═════ Data rows ═════

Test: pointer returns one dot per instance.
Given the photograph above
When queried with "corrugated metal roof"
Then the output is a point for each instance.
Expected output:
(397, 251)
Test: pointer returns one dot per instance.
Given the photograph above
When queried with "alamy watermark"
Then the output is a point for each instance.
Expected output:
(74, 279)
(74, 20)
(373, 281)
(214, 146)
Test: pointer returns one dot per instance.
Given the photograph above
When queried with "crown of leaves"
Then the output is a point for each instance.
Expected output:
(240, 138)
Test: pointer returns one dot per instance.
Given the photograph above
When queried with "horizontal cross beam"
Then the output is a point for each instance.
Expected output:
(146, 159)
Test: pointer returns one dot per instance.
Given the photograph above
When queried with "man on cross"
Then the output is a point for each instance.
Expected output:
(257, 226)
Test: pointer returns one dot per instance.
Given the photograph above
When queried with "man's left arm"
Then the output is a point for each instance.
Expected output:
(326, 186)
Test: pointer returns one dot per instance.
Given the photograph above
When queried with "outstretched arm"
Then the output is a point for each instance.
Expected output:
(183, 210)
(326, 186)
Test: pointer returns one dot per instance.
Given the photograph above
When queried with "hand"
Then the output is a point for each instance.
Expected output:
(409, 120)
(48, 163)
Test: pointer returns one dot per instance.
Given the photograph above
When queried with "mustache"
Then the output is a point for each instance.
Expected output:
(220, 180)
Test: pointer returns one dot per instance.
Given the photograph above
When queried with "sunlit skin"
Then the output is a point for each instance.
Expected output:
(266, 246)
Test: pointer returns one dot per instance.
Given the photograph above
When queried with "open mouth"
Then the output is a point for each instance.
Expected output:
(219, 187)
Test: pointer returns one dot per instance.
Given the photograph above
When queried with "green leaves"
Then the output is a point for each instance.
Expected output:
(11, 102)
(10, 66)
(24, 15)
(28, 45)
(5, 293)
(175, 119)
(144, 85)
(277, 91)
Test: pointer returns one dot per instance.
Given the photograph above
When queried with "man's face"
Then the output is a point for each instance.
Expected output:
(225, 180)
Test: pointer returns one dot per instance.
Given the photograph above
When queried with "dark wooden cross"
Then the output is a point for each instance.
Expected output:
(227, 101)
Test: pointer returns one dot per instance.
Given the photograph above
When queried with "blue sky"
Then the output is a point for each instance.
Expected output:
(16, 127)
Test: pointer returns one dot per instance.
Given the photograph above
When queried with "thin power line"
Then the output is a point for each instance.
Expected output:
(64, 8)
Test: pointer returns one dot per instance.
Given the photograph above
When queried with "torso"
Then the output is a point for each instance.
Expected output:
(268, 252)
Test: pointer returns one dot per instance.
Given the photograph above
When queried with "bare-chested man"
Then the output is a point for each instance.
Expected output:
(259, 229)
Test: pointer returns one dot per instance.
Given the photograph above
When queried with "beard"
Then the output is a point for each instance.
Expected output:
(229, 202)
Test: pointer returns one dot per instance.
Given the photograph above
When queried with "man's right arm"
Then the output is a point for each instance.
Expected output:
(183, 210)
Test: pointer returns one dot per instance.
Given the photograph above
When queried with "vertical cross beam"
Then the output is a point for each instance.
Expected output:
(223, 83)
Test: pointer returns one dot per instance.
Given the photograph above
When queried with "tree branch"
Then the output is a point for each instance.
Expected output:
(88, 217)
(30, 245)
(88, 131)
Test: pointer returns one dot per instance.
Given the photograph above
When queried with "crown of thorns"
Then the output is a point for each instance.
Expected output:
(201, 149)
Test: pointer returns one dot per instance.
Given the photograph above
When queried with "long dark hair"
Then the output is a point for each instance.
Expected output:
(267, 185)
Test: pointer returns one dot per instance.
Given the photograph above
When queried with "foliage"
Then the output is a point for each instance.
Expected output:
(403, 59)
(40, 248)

═════

### Prompt
The lines above should be duplicated exactly.

### Solution
Test: pointer returns one dot per instance.
Given the photograph above
When queried with "corrugated metal roof"
Then the output is a point for each instance.
Expected output:
(397, 251)
Test: pointer returns one dot per instance.
Given the photograph above
When queried with "alamy watermark"
Then the output is a point for each instance.
Expected output:
(74, 279)
(74, 20)
(373, 281)
(214, 146)
Test: pointer returns one dot per instance.
Given the photograph above
When queried with "crown of leaves"
Then the output is a point for each instance.
Expected output:
(240, 138)
Test: pointer returns one dot per instance.
Given the photograph above
When queried with "horizontal cross beam"
Then the output is a point for each instance.
Expected output:
(146, 159)
Test: pointer returns one dot per instance.
Given the photograph above
When queried with "man on cross"
Then the output is a point for each instance.
Expected output:
(257, 226)
Test: pointer returns one dot per instance.
Given the photograph above
When queried with "man's left arm"
Then the output is a point for each instance.
Expected output:
(326, 186)
Test: pointer returns one dot per instance.
Given the photograph above
When queried with "outstretched arm"
Then the output is a point for each instance.
Expected output:
(183, 210)
(326, 186)
Test: pointer returns one dot per instance.
Given the photograph above
When queried with "hand"
Then the output is a point for each instance.
Expected output:
(409, 120)
(48, 163)
Test: pointer returns one dot per instance.
Given the photograph above
When queried with "mustache"
Then the output is a point for each instance.
Expected output:
(220, 180)
Test: pointer returns one dot per instance.
Given the photograph above
When queried with "sunlit skin"
Then the output is a point for each instance.
Expected output:
(266, 246)
Test: pointer returns one dot per instance.
Given the photograph above
When queried with "open mouth"
Then the output is a point for each instance.
Expected output:
(219, 187)
Test: pointer returns one dot per instance.
Given the photograph above
When queried with "green leaves"
Then the output is a point for each instance.
Expected output:
(11, 102)
(10, 66)
(24, 15)
(28, 45)
(5, 293)
(175, 119)
(144, 85)
(277, 91)
Test: pointer returns one dot per instance.
Given the photograph above
When queried with "man's face"
Then the output is a point for each instance.
Expected output:
(225, 180)
Test: pointer returns one dot per instance.
Given the photograph above
When queried with "dark wooden cross"
Then the output is a point for each instance.
Expected output:
(227, 101)
Test: pointer returns one dot per instance.
Given the photograph above
When queried with "blue sky"
Then the output is a point for each instance.
Expected output:
(16, 127)
Test: pointer returns one dot per instance.
Given the photograph above
When queried with "thin power line"
Then the output is a point for each instance.
Expected output:
(64, 8)
Test: pointer returns one dot per instance.
Given the photograph above
When queried with "torso"
Then the output is a point for each instance.
Expected output:
(268, 252)
Test: pointer returns one dot per instance.
Given the photograph above
When queried with "bare-chested man"
Then the output is a point for each instance.
Expected output:
(259, 229)
Test: pointer returns one dot per instance.
Given the photograph above
When queried with "beard"
Then the output is a point for each instance.
Expected output:
(229, 202)
Test: pointer returns one dot per instance.
Given the photograph above
When queried with "man's right arm"
Then the output is a point for each instance.
Expected output:
(183, 210)
Test: pointer returns one dot per instance.
Given the photograph above
When queried with "vertical cross beam"
Then the output is a point for each instance.
Expected output:
(223, 83)
Test: pointer returns one dot per instance.
Given the photograph above
When queried with "tree branch"
Then the output is a point for each instance.
Expected output:
(88, 217)
(30, 245)
(88, 131)
Test: pointer returns one dot per instance.
Given the photograph above
When queried with "crown of thorns"
Then the output is a point for each instance.
Expected output:
(201, 149)
Test: pointer returns one dot per instance.
Given the photograph above
When queried with "long dark hair"
Then the output is a point for each instance.
Expected output:
(267, 185)
Test: pointer returns one dot per instance.
Given the photograph above
When queried with "foliage"
Then the output is a point for each instance.
Expected output:
(403, 59)
(40, 248)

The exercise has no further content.